* _EXERCISE DIRECTIONS_
Will you extract the entries word for word? Images should not appear in the copy.

* _DATA SHOWN_

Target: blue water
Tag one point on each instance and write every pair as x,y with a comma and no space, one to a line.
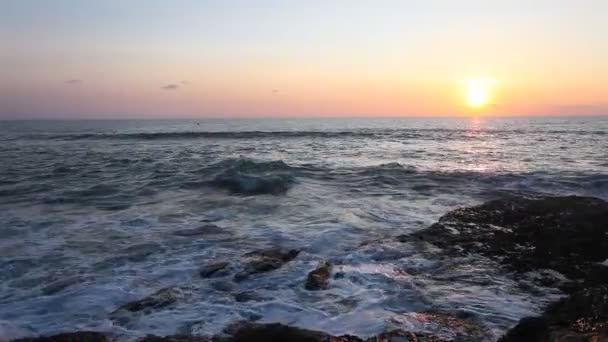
89,211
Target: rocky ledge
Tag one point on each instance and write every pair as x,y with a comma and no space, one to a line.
566,238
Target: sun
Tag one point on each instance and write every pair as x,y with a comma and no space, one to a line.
478,91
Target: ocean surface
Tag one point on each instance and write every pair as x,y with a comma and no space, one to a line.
91,214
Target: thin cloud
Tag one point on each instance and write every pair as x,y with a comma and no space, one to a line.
170,87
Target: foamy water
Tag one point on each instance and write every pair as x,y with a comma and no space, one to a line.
89,213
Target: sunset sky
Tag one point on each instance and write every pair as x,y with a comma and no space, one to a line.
197,58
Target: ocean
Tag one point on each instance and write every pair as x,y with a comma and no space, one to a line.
94,214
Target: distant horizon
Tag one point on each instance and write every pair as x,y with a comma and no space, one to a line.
242,58
168,118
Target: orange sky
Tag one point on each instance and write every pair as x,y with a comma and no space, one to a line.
287,58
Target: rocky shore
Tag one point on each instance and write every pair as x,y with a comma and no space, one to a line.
563,240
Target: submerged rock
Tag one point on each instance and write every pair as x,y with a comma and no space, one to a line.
318,279
275,332
265,261
208,229
581,317
79,336
175,338
159,299
60,285
247,296
557,241
565,234
212,268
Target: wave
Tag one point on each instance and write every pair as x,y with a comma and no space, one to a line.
249,177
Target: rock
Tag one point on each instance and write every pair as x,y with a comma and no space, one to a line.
406,336
318,279
212,268
275,332
583,316
556,241
252,332
159,299
80,336
208,229
60,285
459,326
247,296
224,286
528,329
175,338
565,234
265,261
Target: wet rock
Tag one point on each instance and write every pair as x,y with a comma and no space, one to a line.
212,269
80,336
565,234
318,279
159,299
208,229
405,336
581,317
275,332
60,285
175,338
555,241
224,286
265,261
248,296
459,326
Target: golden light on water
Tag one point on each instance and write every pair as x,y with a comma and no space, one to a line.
478,91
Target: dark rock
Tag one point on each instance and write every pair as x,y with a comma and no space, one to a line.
275,332
224,286
561,241
318,279
79,336
565,234
212,268
247,296
528,329
459,325
60,285
209,229
159,299
175,338
405,336
265,261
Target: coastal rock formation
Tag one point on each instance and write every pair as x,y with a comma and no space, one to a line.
275,332
581,317
563,239
212,269
565,234
80,336
159,299
175,338
208,229
265,261
318,279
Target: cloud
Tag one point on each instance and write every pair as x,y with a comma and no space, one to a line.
170,87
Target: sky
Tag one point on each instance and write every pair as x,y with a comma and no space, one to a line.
233,58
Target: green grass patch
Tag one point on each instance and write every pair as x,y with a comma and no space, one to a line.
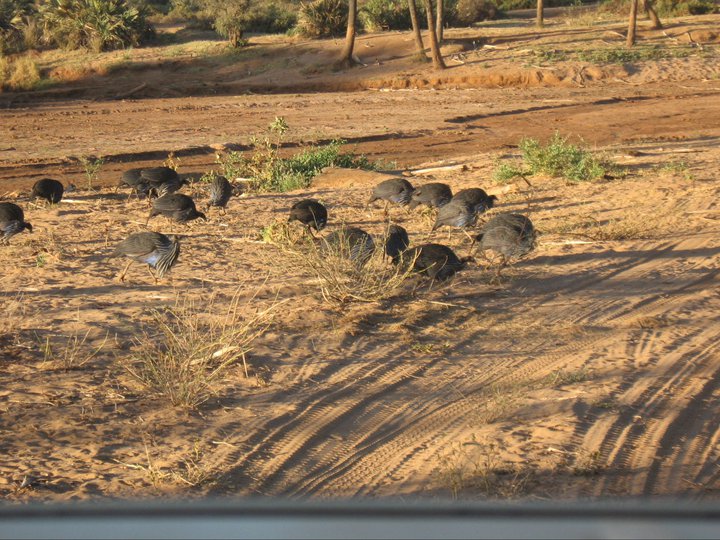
559,158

* _RESULT OF THIS EXERCISE_
Target: blue water
Tag one point on each instance and write every pair as x,y with a comma and no space, one to a line.
89,211
Target: rocky ledge
Tag one point on each instance and write every pair as x,y with a comma and no space, one to a line.
566,238
Target: sun
Tag one point on each instance and write every pair as x,y with a comma and no space, one to a line.
478,91
Target: ocean surface
Tag one point on each instance and write every pair as x,y with a comma and no space, one to a line.
91,214
Target: thin cloud
Tag one point on each instance and write every pair as x,y with a comma and no space, one to a line.
170,87
Target: foamy water
Tag one point on each instance and write every pair as x,y with a comma and no space, one to a line.
89,213
Target: sunset sky
Tag one point on each instance and write every pair as x,y with a comma and no space, one to a line.
197,58
Target: ocean
Tag one point on each instance and write every pair as x,y with a comma and no space, one to a line.
94,214
Target: distant horizon
Tag one point on each instance and write every pair as x,y with a comma and no space, one to a line.
242,58
168,118
Target: orange sky
Tag one point on each instance and write every pair as x,y with a comma and no space, one to a line.
287,58
Target: rocky shore
Tag one point on each instance and write every pair as x,y with a comma and no space, one to a line.
563,240
Target: submerged rock
Tag one point on each instance and write every pair as x,y with a comma and no space, one to a line.
318,279
275,332
265,261
208,229
581,317
79,336
175,338
159,299
60,285
247,296
557,241
565,234
212,268
Target: wave
Tag one point on each instance and write every pair as x,y with a comma and no space, one to a line.
249,177
Target: rock
Tag one point on each instance and write every pair as x,y with a comma and no space, one to a line.
406,336
318,279
212,268
275,332
583,316
556,241
252,332
159,299
80,336
208,229
60,285
459,326
247,296
224,286
528,329
175,338
565,234
265,261
Target: wet rock
Tag one point on each instance and write every pair as x,y with a comma and no space, one to a line.
212,269
80,336
565,234
318,279
159,299
208,229
405,336
581,317
275,332
60,285
175,338
555,241
224,286
265,261
248,296
459,326
Target: golden light on water
Tag one point on each instance and write every pair as x,y with a comma and no space, one to a line.
478,91
Target: dark rock
Tag one point on each instance and write every pair as x,y with a comma and no space, one to a line.
275,332
224,286
561,241
318,279
79,336
565,234
212,268
247,296
528,329
459,325
60,285
209,229
159,299
175,338
405,336
265,261
Target: coastal rock formation
Tag one point on each instance and write every pair as x,y with a comma and no space, one to a line.
275,332
581,317
563,239
212,269
565,234
80,336
159,299
175,338
208,229
265,261
318,279
Target: cloud
Tag one point on each instance and write every pair as x,y with a comma and no space, one to a line.
170,87
Target: sky
Tag one point on each instance and write every pair as x,y with a comma and no space, one to a line.
233,58
Target: green grass patch
Tag one point on each instance and write every pair as x,y with a comma and no space, one to a line.
559,158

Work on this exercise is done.